Write out all of the rows again, changing every "a single point" to "one point" and leaving everything else as it is.

Entries from a pointing dataset
════════════════════

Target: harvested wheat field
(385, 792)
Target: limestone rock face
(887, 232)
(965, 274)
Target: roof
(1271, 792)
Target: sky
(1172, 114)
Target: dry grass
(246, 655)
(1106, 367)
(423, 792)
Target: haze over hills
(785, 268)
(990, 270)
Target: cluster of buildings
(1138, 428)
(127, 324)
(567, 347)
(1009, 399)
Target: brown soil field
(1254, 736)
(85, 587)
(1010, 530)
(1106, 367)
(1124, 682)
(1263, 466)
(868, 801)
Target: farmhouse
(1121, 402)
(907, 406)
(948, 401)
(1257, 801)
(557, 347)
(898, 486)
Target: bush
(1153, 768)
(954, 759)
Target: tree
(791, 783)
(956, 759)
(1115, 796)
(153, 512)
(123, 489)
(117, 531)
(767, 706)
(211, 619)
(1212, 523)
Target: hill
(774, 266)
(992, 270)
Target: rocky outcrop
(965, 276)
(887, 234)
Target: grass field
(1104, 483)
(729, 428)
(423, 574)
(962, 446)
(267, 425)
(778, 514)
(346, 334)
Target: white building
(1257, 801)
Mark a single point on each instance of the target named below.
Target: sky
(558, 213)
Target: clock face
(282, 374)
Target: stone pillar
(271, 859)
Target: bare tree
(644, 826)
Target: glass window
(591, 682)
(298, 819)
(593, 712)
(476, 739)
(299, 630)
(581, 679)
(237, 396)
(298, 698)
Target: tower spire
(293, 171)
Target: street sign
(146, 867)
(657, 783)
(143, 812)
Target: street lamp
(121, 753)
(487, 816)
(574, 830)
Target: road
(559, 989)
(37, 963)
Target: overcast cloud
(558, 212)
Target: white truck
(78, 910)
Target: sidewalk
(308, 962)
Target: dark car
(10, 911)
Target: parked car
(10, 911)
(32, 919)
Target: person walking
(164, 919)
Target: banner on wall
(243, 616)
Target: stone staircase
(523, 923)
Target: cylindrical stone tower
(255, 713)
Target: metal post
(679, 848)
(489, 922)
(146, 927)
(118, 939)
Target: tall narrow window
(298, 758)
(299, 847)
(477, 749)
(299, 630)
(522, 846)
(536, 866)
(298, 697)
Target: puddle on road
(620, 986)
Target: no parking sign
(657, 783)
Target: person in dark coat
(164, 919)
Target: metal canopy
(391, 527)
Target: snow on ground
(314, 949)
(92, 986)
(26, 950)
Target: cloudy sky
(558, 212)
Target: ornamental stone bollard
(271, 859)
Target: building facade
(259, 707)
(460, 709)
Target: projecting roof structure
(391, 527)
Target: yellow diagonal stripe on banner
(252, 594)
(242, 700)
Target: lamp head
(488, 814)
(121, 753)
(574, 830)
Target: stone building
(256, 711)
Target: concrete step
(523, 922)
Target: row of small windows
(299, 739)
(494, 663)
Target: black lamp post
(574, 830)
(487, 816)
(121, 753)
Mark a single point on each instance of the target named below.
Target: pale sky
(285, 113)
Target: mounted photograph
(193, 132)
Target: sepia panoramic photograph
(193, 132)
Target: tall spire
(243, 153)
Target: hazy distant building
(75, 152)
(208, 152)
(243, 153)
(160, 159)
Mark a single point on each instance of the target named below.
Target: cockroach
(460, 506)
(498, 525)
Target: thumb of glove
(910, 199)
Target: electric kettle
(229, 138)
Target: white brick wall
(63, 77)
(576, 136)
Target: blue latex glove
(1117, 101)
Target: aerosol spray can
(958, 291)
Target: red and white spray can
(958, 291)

════════════════════

-- THE RESPONSE --
Target: harvested wheat field
(385, 792)
Target: limestone rock face
(887, 232)
(965, 274)
Target: roof
(1271, 792)
Target: sky
(1172, 114)
Target: dry grass
(246, 655)
(1106, 367)
(423, 792)
Target: haze over hills
(785, 268)
(990, 270)
Target: cluster of buildings
(1138, 428)
(127, 324)
(567, 347)
(1009, 399)
Target: brown soil field
(1254, 736)
(85, 587)
(1010, 530)
(1106, 367)
(1124, 682)
(1263, 466)
(868, 801)
Target: farmhouse
(1121, 402)
(907, 406)
(948, 401)
(1257, 801)
(557, 347)
(898, 486)
Target: bush
(1153, 768)
(954, 759)
Target: tree
(791, 783)
(956, 759)
(1115, 796)
(153, 512)
(123, 489)
(117, 531)
(767, 706)
(211, 619)
(1212, 523)
Target: hill
(774, 266)
(992, 270)
Target: rocky outcrop
(965, 276)
(887, 234)
Target: grass field
(1104, 483)
(729, 428)
(423, 574)
(962, 446)
(267, 425)
(778, 514)
(346, 334)
Target: white building
(1257, 801)
Mark one point on each instance of the target named below.
Target: sky
(558, 213)
Target: clock face
(282, 374)
Target: stone pillar
(271, 859)
Target: bare tree
(644, 826)
Target: glass window
(591, 682)
(298, 819)
(593, 712)
(476, 739)
(299, 630)
(581, 679)
(237, 396)
(298, 698)
Target: tower spire
(293, 171)
Target: street sign
(146, 867)
(657, 783)
(143, 812)
Target: street lamp
(121, 753)
(487, 816)
(574, 830)
Target: road
(559, 989)
(37, 963)
Target: overcast cloud
(558, 212)
Target: white truck
(78, 910)
Target: sidewalk
(308, 962)
Target: dark car
(10, 911)
Target: parked car
(10, 911)
(32, 919)
Target: person walking
(164, 919)
Target: banner on wall
(243, 616)
Target: stone staircase
(523, 923)
Target: cylindrical stone tower
(255, 713)
Target: metal post
(679, 848)
(489, 922)
(146, 927)
(118, 939)
Target: tall narrow window
(298, 758)
(299, 847)
(477, 749)
(299, 630)
(522, 846)
(536, 866)
(298, 697)
Target: puddle on road
(620, 986)
Target: no parking sign
(657, 783)
Target: person in dark coat
(164, 919)
Target: metal canopy
(391, 527)
Target: snow on ground
(314, 949)
(92, 986)
(26, 950)
Target: cloudy sky
(558, 212)
Target: ornamental stone bollard
(271, 859)
Target: building facade
(259, 707)
(460, 709)
Target: projecting roof structure
(391, 527)
Target: yellow diagonal stripe on banner
(252, 594)
(242, 700)
Target: lamp head
(488, 814)
(121, 753)
(574, 830)
Target: stone building
(256, 711)
Target: concrete step
(523, 922)
Target: row of small windows
(299, 739)
(494, 663)
Target: black lamp post
(574, 830)
(487, 816)
(121, 753)
Mark one point on each instance of the target named below.
Target: pale sky
(285, 113)
Target: mounted photograph
(193, 132)
Target: sepia panoramic photograph
(193, 132)
Target: tall spire
(243, 153)
Target: hazy distant building
(75, 152)
(208, 152)
(243, 153)
(160, 159)
Mark one point on each instance of the target named below.
Target: cockroach
(460, 506)
(498, 525)
Target: thumb of glove
(910, 199)
Target: electric kettle
(229, 138)
Target: white brick wall
(63, 77)
(576, 136)
Target: blue latex glove
(1117, 101)
Target: aerosol spray can
(958, 291)
Target: red and white spray can
(958, 291)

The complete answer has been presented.